_Source text_
################
Police, admin struggle to keep people at home
Police and administrative bodies are trying to keep people at home by fining hundreds of people for ignoring instructions against unnecessary movements on roads and in markets in the capital.
Several police officers complained that more people were going out of their houses or living places though the number of infections with coronavirus kept on rising during the public holiday announced by the government to ensure physical distancing among people with a view to halting the spread of coronavirus.
Dhaka Metropolitan Police, Dhaka South City Corporation and Dhaka North City Corporation officials on Friday said that they were focusing on kitchen market managements to reduce overcrowding, especially during the Ramadan.
There are 28 approved kitchen markets in the capital and most of those were relocated, said city corporation officials.
Moreover, police have been enforcing different initiatives amid Ramadan kitchen market managements across the country, said police headquarters assistant inspector general Sohel Rana.
A mobile court of Dhaka district administration on Thursday fined eight people for allegedly roaming around at Hatirpool and Ramna areas, said executive magistrate Mahnaz Hossain Fariba.
She added that she fined at least 50 people in last few days for walking around.
Such drives will continue, she added.
DMP mobile court officials said that on Thursday Tk 75,000 fines were collected from 57 people for wandering around.
Dhaka senior assistant commissioner Abdul Awal said that the district administration fined over 1,200 people for flouting the rules in last one month.
Restrictions on vehicular movements in Dhaka and elsewhere in the country were imposed on March 26 and police and army were deployed to maintain the restrictions.
DMP officers, however, said that vehicular movements in city had increased in past few days as the number of police checkpoints had reduced at Bijoy Sarani, Badda, Hatirjheel, Mirpur, Shyamali, Dhanmondi, Kakrail, Shantinagar, Paltan and some other parts of the city.
Major Sajid Rahman, who is on duty at Uttara and Abdullahpur areas for nearly a month, said that some motorcyclists were found roaming around the city without specific reasons.
Now the law enforcement agency members are trying to stop such motorcyclists, he added.
‘People wait in long queues in front of Trading Corporation of Bangladesh outlets without maintaining physical distance. We are requesting the people to follow safety and hygiene instructions,’ he added.
Mohammadpur has been identified as one of the major COVID-19 hit areas in Dhaka as 44 residents of the area were infected with the virus until Wednesday night according to the data of Institute of Epidemiology, Disease Control and Research.
Some people, even though, were found moving around the area on Friday.
Dhaka North City Corporation’s Ward number 29 ( Tajmahal Road, Aziz Mahalla, Tikka Para, Bijli Mahalla, Zahuri Mahalla and parts of PC Culture Housing Society) councillor Nurul Islam Ratan said that they relocated around 300 shops of kitchen markets to nearby open space, but people were thronging the old locations.
DNCC chief revenue officer Abdul Hamid Mia said that there were 15 approved kitchen markets under the corporation and that were relocated on roads and open spaces.
There are 13 major kitchen markets, which have already been relocated, under the Dhaka South City Corporation, said officers.
DMP’s Lalbagh division deputy commissioner Muntasirul Islam said that many people at the area were breaching restriction instructions and they could not be controlled even after taking punitive measures.
He said that they would tighten measures to keep people home and would not allow street vendors during Ramadan.
################
Saved data entries

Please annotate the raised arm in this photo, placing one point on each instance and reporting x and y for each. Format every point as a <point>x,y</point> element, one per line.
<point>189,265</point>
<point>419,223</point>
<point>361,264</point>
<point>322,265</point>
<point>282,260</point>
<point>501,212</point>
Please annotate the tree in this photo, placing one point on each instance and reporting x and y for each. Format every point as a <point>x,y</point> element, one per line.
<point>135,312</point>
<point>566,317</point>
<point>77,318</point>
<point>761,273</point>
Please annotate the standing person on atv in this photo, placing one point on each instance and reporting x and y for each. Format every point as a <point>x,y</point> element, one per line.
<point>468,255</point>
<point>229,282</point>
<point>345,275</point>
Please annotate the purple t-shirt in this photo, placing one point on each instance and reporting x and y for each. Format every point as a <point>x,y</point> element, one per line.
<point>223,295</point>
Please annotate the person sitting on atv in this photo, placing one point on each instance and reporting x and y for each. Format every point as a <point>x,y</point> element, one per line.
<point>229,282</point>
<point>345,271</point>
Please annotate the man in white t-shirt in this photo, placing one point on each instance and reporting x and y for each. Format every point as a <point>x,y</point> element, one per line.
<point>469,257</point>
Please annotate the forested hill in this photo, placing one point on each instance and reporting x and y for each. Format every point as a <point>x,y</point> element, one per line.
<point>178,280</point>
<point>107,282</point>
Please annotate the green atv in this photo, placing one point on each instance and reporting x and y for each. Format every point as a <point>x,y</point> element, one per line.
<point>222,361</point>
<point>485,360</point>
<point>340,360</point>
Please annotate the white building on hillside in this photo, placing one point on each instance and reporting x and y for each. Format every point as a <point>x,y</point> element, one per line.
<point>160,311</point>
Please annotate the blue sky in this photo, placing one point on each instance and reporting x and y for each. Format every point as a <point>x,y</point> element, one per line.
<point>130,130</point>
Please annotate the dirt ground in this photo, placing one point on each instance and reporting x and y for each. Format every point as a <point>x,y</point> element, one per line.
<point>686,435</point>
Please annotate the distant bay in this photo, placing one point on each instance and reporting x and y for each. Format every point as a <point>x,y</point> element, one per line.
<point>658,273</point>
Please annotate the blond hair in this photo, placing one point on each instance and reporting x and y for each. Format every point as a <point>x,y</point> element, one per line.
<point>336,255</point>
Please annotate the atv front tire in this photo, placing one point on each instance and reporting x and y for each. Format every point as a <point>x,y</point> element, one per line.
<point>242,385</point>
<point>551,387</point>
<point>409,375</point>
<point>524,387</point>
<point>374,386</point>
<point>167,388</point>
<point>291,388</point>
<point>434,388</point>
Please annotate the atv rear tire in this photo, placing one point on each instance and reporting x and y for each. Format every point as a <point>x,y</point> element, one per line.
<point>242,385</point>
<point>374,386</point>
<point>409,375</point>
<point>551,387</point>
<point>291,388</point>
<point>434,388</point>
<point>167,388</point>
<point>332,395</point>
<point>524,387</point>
################
_Task objective_
According to the report on keeping people at home, on what date were restrictions on vehicular movements in Dhaka and elsewhere in the country imposed?

_Solution to the problem_
March 26